[Available records]
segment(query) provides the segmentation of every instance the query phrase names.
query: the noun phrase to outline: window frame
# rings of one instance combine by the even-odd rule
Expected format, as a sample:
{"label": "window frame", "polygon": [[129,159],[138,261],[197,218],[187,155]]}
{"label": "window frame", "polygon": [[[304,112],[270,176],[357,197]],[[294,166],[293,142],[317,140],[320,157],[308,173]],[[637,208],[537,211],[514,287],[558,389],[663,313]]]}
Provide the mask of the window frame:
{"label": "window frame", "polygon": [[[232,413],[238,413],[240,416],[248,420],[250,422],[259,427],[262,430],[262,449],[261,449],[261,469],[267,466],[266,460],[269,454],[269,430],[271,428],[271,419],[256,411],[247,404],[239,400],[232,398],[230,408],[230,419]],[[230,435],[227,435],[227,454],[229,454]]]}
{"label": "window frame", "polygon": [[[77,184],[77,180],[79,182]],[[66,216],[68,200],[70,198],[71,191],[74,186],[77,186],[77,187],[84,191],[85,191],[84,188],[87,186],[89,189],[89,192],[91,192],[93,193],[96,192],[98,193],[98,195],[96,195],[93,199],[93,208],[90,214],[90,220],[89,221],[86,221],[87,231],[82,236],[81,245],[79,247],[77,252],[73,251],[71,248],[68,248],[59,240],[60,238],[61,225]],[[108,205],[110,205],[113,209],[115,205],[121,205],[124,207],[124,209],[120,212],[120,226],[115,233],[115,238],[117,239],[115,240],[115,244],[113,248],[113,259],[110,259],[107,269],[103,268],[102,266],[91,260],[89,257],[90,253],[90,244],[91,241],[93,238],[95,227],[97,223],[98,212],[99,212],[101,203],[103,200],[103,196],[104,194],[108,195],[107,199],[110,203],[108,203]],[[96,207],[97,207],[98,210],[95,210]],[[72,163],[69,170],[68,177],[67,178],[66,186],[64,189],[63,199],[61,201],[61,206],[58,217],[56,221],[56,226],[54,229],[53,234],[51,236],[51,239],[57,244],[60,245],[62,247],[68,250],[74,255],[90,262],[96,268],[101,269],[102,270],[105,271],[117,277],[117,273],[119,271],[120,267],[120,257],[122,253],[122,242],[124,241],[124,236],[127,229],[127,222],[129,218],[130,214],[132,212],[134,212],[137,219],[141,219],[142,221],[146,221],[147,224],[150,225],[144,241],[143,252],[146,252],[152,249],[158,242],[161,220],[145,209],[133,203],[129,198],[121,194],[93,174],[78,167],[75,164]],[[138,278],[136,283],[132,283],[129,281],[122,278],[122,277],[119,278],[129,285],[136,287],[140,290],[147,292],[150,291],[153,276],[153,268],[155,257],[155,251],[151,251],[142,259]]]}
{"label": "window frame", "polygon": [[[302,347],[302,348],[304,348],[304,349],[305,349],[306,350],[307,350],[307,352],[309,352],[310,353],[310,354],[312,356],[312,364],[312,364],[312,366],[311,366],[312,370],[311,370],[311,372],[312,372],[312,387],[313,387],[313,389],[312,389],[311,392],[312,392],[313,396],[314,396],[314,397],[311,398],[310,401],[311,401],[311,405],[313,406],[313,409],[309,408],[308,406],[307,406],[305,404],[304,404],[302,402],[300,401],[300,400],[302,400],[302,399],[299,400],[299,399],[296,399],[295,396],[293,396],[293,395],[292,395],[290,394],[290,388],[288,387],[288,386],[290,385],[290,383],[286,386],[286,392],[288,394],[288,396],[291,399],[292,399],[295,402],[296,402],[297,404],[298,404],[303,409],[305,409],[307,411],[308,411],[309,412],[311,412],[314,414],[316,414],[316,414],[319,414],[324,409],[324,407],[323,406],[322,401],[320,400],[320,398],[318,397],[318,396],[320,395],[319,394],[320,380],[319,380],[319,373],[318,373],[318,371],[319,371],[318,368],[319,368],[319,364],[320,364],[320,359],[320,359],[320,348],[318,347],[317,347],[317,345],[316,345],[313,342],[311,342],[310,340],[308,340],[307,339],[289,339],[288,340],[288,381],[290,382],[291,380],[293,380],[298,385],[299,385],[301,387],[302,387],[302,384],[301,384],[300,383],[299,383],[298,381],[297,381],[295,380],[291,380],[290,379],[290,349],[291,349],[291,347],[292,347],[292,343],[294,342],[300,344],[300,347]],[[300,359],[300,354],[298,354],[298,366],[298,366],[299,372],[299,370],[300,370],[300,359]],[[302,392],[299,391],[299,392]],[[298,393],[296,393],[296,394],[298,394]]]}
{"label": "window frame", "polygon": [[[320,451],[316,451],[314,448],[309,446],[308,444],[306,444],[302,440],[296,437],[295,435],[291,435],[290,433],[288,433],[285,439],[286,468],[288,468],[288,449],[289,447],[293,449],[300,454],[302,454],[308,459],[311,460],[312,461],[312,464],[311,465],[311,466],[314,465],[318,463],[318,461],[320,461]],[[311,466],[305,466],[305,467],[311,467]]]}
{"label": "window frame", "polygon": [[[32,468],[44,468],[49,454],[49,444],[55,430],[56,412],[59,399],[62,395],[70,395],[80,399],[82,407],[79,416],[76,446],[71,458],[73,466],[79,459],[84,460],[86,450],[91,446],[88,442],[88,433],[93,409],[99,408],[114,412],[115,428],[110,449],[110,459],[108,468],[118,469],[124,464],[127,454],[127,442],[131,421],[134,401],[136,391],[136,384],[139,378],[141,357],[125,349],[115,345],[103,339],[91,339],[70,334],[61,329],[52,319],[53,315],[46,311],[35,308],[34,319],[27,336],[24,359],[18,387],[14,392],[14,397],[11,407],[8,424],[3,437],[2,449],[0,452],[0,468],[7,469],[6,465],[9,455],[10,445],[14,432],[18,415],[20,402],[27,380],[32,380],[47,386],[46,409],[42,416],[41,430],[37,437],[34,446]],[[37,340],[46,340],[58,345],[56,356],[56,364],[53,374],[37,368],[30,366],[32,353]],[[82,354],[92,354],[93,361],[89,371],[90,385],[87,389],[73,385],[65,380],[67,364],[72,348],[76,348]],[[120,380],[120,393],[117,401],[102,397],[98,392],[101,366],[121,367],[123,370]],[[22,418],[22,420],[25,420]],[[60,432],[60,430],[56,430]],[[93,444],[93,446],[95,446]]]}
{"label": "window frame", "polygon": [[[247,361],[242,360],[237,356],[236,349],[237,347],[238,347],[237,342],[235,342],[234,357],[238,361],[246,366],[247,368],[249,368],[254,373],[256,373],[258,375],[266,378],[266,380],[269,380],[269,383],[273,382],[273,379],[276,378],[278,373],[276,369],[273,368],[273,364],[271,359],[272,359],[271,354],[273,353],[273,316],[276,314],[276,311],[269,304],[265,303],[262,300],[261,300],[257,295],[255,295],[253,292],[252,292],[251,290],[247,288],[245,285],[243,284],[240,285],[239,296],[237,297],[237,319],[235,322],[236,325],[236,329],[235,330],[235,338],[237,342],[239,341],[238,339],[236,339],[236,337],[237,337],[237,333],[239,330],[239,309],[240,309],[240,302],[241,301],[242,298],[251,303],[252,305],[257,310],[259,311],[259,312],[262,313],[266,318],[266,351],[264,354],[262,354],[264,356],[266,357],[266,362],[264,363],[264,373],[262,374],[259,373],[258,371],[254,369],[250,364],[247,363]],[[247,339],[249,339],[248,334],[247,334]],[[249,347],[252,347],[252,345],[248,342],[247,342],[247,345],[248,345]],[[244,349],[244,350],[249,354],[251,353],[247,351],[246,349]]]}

[Given instruction] Copy every record verbatim, keeping every line as it appears.

[Correct answer]
segment(query) provides the segmentation of every instance the query phrase names.
query: the noun phrase to outline: window frame
# rings of one instance combine by the even-odd rule
Expected format, as a sample:
{"label": "window frame", "polygon": [[129,159],[138,261],[197,218],[187,155]]}
{"label": "window frame", "polygon": [[[304,112],[270,176],[357,197]],[[294,166],[293,142],[317,140],[320,157],[308,173]],[[637,208],[537,211],[514,287],[558,389],[663,313]]]}
Provide the mask of the window frame:
{"label": "window frame", "polygon": [[[232,413],[238,413],[240,416],[248,420],[250,422],[259,427],[262,430],[262,449],[261,449],[261,469],[267,466],[266,460],[269,454],[269,430],[271,428],[271,419],[256,411],[247,404],[239,400],[232,398],[230,408],[230,419]],[[230,435],[227,435],[227,454],[229,454]]]}
{"label": "window frame", "polygon": [[[77,184],[77,180],[79,182]],[[66,216],[68,200],[70,198],[71,191],[74,186],[77,186],[77,187],[84,191],[85,191],[84,188],[87,186],[89,189],[89,192],[91,192],[93,193],[96,192],[98,193],[98,195],[96,195],[93,199],[93,208],[90,214],[90,220],[89,221],[86,221],[87,231],[82,236],[81,245],[79,247],[77,252],[73,251],[71,248],[68,248],[59,240],[60,238],[61,225]],[[108,205],[110,205],[113,209],[115,205],[121,205],[124,207],[124,209],[120,212],[120,226],[115,233],[115,238],[117,239],[115,240],[115,244],[113,248],[113,259],[110,259],[107,269],[103,268],[102,266],[91,260],[89,257],[90,253],[90,244],[91,241],[93,238],[95,227],[97,223],[98,212],[99,212],[101,203],[103,200],[103,196],[104,194],[108,195],[107,199],[110,203],[108,203]],[[96,207],[97,207],[98,210],[95,210]],[[72,163],[69,170],[68,177],[67,178],[66,186],[64,189],[63,199],[61,201],[61,206],[58,217],[56,221],[56,226],[54,229],[53,234],[51,236],[51,239],[57,244],[60,245],[62,247],[68,250],[74,255],[90,262],[96,268],[101,269],[102,270],[105,271],[117,277],[117,273],[119,271],[120,267],[120,257],[122,253],[122,242],[124,241],[124,236],[127,229],[127,222],[129,218],[130,214],[132,212],[134,212],[137,219],[141,219],[142,221],[146,221],[147,224],[150,225],[144,241],[143,252],[146,252],[152,249],[158,242],[161,220],[145,209],[133,203],[129,198],[121,194],[93,174],[78,167],[75,164]],[[138,278],[136,283],[132,283],[129,281],[122,278],[122,277],[119,278],[129,285],[136,287],[140,290],[147,292],[150,291],[153,276],[153,268],[155,257],[155,251],[151,251],[142,259]]]}
{"label": "window frame", "polygon": [[[302,347],[302,348],[304,348],[304,349],[305,349],[306,350],[307,350],[307,352],[309,352],[310,353],[310,354],[312,356],[312,364],[312,364],[312,366],[311,366],[312,370],[311,370],[311,372],[312,372],[312,387],[313,387],[313,389],[312,389],[311,392],[312,392],[313,396],[314,396],[314,397],[311,398],[310,401],[311,401],[311,405],[313,406],[313,409],[309,408],[308,406],[307,406],[305,404],[304,404],[302,402],[300,401],[300,400],[302,400],[302,399],[299,400],[299,399],[296,399],[295,396],[293,396],[293,395],[292,395],[290,394],[290,388],[288,387],[288,386],[290,385],[290,383],[286,386],[286,392],[288,394],[288,396],[291,399],[292,399],[295,402],[296,402],[297,404],[298,404],[303,409],[305,409],[307,411],[308,411],[309,412],[311,412],[314,414],[316,414],[316,414],[319,414],[324,409],[324,407],[323,406],[322,401],[320,400],[320,398],[318,397],[318,396],[320,395],[319,394],[320,380],[319,380],[319,373],[318,373],[318,371],[319,371],[318,368],[319,368],[319,364],[320,364],[320,359],[320,359],[320,348],[318,347],[317,347],[317,345],[316,345],[313,342],[311,342],[310,340],[308,340],[307,339],[289,339],[288,340],[288,381],[290,382],[291,380],[293,380],[298,385],[299,385],[301,387],[302,387],[302,384],[301,384],[300,383],[299,383],[298,381],[297,381],[295,380],[291,380],[290,379],[290,349],[291,349],[291,347],[292,347],[292,343],[294,342],[300,344],[300,347]],[[300,359],[300,354],[298,354],[298,366],[298,366],[299,372],[299,370],[300,370],[300,359]],[[302,392],[299,391],[299,392]],[[298,393],[296,393],[296,394],[298,394]]]}
{"label": "window frame", "polygon": [[[320,451],[316,451],[314,448],[309,446],[308,444],[306,444],[302,440],[296,437],[295,435],[291,435],[290,433],[288,433],[285,439],[286,468],[288,468],[288,449],[289,447],[293,449],[300,454],[302,454],[308,459],[311,460],[312,461],[312,464],[311,465],[311,466],[314,465],[318,463],[318,461],[320,461]],[[311,466],[305,466],[305,467],[311,467]]]}
{"label": "window frame", "polygon": [[[32,468],[44,468],[49,454],[49,444],[55,430],[56,412],[59,399],[62,395],[70,395],[80,399],[82,407],[79,416],[76,446],[71,458],[73,466],[79,459],[84,460],[86,450],[91,446],[88,442],[88,433],[93,409],[99,408],[114,412],[115,428],[110,449],[110,459],[108,468],[118,469],[124,464],[127,454],[127,442],[131,421],[134,401],[136,391],[136,384],[139,378],[141,357],[125,349],[115,345],[103,339],[91,339],[70,334],[61,329],[52,319],[53,315],[46,311],[35,308],[34,319],[27,336],[24,359],[18,387],[14,392],[14,397],[11,407],[8,424],[3,437],[2,449],[0,452],[0,468],[7,469],[6,465],[9,455],[10,445],[14,432],[18,415],[20,402],[27,380],[32,380],[47,386],[46,409],[42,416],[41,430],[37,437],[34,446]],[[37,340],[46,340],[58,345],[56,356],[56,364],[53,374],[37,368],[30,366],[32,353]],[[82,354],[92,354],[93,361],[89,371],[90,385],[87,389],[73,385],[65,380],[67,364],[72,348],[76,348]],[[120,380],[120,393],[117,401],[102,397],[98,392],[101,366],[121,367],[123,370]],[[22,418],[22,420],[25,420]],[[60,432],[60,430],[56,430]],[[93,444],[93,446],[95,446]]]}
{"label": "window frame", "polygon": [[[247,361],[242,360],[237,356],[236,349],[237,347],[238,347],[237,342],[235,342],[234,357],[238,361],[246,366],[247,368],[249,368],[254,373],[256,373],[258,375],[266,378],[266,380],[269,380],[269,383],[273,382],[273,379],[276,378],[278,373],[276,369],[273,368],[273,364],[271,359],[272,359],[271,354],[273,353],[273,316],[276,314],[276,311],[269,304],[265,303],[262,300],[261,300],[257,295],[255,295],[253,292],[252,292],[251,290],[247,288],[245,285],[243,284],[240,285],[239,296],[237,297],[237,319],[235,322],[236,325],[236,329],[235,330],[235,338],[237,342],[239,341],[238,339],[236,339],[236,337],[237,337],[237,333],[239,330],[239,309],[240,309],[240,302],[241,301],[242,298],[251,303],[252,305],[257,310],[259,311],[259,312],[262,313],[266,318],[266,351],[264,354],[262,354],[264,356],[266,357],[266,362],[264,363],[264,373],[262,374],[259,373],[258,371],[254,369],[250,364],[247,363]],[[247,339],[249,339],[248,334],[247,334]],[[249,347],[252,347],[252,345],[248,342],[247,342],[247,345],[248,345]],[[244,349],[244,350],[249,354],[251,353],[247,351],[246,349]]]}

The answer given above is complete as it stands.